Quelles autres modifications avez-vous effectuées dans le cadre de cette réforme ?

Nous avons également instauré la systématisation des échanges électroniques. Jusqu'à présent, les sociétés de gestion étaient toujours obligées de nous déposer les dossiers sous format papier, ce courrier représentait une charge administrative et prenait du temps. Aujourd'hui, elles peuvent désormais nous déposer leur dossier sous format électronique. Ainsi, un dossier déposé avant 10 heures est enregistré le même jour. Nous avons l'intention d'enrichir l'interface Internet dans les mois à venir pour offrir aux sociétés de gestion encore plus de fonctionnalités. Ce dépôt électronique est valable pour les dossiers, mais aussi pour un certain nombre de documents justificatifs. Enfin, pour aider les sociétés de gestion à mettre en œuvre cette réforme, nous venons de publier un guide dédié à la rédaction du prospectus des OPCVM.

Ces améliorations de la procédure représentent notamment un gain de temps pour l'AMF. Comment comptez-vous l'utiliser ?

L'idée de notre démarche, qui vise à une "meilleure régulation", est de dégager du temps pour pouvoir concentrer nos moyens là où il existe un réel enjeu en termes de protection des investisseurs. Dans la gestion d'actifs, cette démarche concerne deux domaines identifiés comme devant faire l'objet d'un investissement accru de notre part : le contrôle des documents commerciaux et le suivi des OPCVM. Jusqu'à présent, nous contrôlions essentiellement les documents commerciaux concernant les fonds à formule, c'est-à-dire des fonds qui ont des fenêtres de commercialisation. Nous avons souhaité être plus présent sur les gestions actives. En juillet dernier, après avoir analysé des documents commerciaux à l'aune des futures règles MIF, nous avons publié une première synthèse pour attirer l'attention des sociétés de gestion sur les changements à venir. Nous allons publier d'ici quelques semaines une deuxième synthèse d'observations consacrée aux bonnes et aux mauvaises pratiques à la suite de l'entrée en vigueur de la directive MIF, le 1er novembre dernier. Nous n'avons pas voulu prendre position jusqu'à présent concernant l'interprétation des obligations issues de la MIF dans ce domaine des documents commerciaux, car nous sommes dans une phase d'observation des pratiques des professionnels en France mais aussi chez nos voisins européens.

*CONSIGNE 1*: Relevez chacun des sigles en lettres majuscules employés dans l'extrait sur la réforme des procédures, en citant chacun une seule fois.
La liste qui suit n'a aucun rapport avec l'extrait présenté.

*LISTE FOURNIE*:
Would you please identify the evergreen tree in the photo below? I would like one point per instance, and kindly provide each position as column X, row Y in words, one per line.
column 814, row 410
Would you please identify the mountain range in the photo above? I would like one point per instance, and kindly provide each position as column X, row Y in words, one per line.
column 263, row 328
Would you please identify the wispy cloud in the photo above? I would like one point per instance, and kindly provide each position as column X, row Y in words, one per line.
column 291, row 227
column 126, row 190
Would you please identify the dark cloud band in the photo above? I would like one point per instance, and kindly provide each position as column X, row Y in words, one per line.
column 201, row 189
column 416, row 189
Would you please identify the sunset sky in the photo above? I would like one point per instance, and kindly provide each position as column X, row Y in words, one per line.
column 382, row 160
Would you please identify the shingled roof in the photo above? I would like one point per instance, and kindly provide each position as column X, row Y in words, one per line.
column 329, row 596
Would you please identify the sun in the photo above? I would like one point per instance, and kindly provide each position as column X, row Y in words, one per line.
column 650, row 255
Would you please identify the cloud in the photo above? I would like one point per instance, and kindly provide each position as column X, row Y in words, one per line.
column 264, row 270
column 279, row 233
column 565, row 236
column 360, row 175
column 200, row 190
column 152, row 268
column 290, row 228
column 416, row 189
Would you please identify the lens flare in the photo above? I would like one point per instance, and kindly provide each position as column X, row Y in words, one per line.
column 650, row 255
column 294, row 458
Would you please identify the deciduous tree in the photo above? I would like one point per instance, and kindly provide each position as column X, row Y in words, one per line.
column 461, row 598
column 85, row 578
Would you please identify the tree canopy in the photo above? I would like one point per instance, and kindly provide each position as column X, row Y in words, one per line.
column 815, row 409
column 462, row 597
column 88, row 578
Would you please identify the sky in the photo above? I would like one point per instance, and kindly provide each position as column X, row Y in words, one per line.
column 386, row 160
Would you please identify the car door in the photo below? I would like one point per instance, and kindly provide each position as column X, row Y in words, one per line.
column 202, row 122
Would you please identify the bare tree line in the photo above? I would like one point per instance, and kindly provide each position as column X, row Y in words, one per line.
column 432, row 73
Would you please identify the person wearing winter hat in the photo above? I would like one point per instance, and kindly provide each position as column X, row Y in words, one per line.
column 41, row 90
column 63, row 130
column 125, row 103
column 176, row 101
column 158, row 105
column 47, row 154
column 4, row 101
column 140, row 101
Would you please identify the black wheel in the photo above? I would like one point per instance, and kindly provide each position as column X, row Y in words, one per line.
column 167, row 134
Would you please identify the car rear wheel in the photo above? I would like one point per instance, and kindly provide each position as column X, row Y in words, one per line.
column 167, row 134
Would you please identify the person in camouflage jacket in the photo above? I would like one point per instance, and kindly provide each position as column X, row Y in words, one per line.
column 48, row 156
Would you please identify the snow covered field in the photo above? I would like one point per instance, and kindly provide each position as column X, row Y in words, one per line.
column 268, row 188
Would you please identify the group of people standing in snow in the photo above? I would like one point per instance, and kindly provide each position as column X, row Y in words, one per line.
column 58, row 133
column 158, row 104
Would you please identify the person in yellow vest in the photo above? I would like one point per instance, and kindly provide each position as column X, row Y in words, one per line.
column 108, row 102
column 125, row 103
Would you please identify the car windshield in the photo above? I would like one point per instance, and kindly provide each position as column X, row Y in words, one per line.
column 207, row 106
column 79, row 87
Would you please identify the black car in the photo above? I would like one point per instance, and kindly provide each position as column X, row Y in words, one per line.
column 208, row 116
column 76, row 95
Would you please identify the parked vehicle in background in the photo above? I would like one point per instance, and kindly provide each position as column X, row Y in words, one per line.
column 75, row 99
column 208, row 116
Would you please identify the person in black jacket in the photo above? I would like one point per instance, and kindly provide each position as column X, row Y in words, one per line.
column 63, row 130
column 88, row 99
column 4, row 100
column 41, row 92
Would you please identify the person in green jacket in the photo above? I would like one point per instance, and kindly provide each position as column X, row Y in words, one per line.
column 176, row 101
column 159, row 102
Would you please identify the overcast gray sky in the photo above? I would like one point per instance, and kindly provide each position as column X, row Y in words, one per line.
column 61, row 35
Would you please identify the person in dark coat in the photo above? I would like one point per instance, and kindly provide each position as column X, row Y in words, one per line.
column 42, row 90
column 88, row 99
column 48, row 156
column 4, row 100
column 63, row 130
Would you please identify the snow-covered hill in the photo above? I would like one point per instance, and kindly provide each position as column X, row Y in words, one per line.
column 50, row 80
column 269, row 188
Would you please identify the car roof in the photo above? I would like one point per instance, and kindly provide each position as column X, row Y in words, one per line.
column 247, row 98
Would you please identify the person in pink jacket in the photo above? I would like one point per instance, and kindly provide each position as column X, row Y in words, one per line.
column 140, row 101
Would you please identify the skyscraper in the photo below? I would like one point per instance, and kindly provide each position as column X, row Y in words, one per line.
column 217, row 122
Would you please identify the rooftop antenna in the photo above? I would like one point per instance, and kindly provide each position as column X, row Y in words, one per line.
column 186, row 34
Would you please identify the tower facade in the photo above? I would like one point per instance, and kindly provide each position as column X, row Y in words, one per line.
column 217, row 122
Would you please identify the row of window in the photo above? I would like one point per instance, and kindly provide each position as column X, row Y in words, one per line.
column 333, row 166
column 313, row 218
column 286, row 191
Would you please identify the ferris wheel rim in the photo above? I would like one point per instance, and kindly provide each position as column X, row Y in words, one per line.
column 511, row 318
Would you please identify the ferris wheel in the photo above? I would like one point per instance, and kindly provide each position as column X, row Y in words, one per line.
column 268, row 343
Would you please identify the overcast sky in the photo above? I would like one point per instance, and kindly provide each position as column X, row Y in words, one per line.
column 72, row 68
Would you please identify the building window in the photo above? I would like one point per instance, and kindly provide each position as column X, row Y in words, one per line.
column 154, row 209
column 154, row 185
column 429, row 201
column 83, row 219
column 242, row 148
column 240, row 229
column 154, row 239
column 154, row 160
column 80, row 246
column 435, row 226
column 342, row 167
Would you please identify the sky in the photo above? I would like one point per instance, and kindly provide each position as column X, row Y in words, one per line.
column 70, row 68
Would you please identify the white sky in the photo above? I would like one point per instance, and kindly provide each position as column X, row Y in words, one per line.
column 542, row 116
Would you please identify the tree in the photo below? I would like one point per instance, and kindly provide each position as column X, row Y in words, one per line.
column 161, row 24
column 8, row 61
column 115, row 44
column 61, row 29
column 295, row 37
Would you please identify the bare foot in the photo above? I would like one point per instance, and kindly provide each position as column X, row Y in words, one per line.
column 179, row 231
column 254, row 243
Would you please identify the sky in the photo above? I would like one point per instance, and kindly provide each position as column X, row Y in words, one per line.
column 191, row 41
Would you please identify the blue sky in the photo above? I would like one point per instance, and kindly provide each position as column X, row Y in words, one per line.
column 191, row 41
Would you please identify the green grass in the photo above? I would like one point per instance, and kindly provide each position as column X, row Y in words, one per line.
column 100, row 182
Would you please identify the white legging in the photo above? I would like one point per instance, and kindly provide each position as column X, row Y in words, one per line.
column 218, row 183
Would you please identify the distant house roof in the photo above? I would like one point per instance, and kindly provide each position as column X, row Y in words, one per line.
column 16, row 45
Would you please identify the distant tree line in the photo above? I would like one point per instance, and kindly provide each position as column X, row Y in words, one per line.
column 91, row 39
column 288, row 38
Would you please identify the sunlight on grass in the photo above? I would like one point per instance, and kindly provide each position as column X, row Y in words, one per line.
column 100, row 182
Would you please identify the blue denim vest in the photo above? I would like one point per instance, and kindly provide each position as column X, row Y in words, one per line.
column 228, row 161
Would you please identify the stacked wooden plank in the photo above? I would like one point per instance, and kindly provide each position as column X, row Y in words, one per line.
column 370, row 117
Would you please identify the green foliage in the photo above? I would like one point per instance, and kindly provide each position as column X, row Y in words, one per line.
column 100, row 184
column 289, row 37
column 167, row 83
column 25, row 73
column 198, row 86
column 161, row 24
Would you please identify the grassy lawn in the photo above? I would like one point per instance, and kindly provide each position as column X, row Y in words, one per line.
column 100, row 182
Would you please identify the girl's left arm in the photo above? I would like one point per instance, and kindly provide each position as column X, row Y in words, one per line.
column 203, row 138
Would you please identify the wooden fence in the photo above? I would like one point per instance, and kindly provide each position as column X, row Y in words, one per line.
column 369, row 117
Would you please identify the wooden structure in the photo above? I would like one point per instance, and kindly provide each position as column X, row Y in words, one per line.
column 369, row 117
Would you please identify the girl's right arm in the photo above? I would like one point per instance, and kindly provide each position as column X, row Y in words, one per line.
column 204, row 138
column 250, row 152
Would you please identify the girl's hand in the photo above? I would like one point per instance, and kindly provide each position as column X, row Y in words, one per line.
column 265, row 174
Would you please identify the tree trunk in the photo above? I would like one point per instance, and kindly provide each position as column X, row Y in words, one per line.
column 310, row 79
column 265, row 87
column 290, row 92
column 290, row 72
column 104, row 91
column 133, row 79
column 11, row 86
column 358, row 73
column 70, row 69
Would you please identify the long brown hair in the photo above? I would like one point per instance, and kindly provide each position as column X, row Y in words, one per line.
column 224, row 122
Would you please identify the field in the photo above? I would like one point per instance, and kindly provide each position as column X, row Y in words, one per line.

*CONSIGNE 2*: Dans la liste, modifiez la partie qui commence par la ligne contenant "Would you please identify the girl's left" et se termine par celle contenant "column 203, row 138" : remplacez "left arm" par "right arm" sans rien changer d'autre, puis donnez uniquement ces lignes.

*RÉPONSE ATTENDUE 1*:
OPCVM
AMF
MIF

*RÉPONSE ATTENDUE 2*:
Would you please identify the girl's right arm in the photo above? I would like one point per instance, and kindly provide each position as column X, row Y in words, one per line.
column 203, row 138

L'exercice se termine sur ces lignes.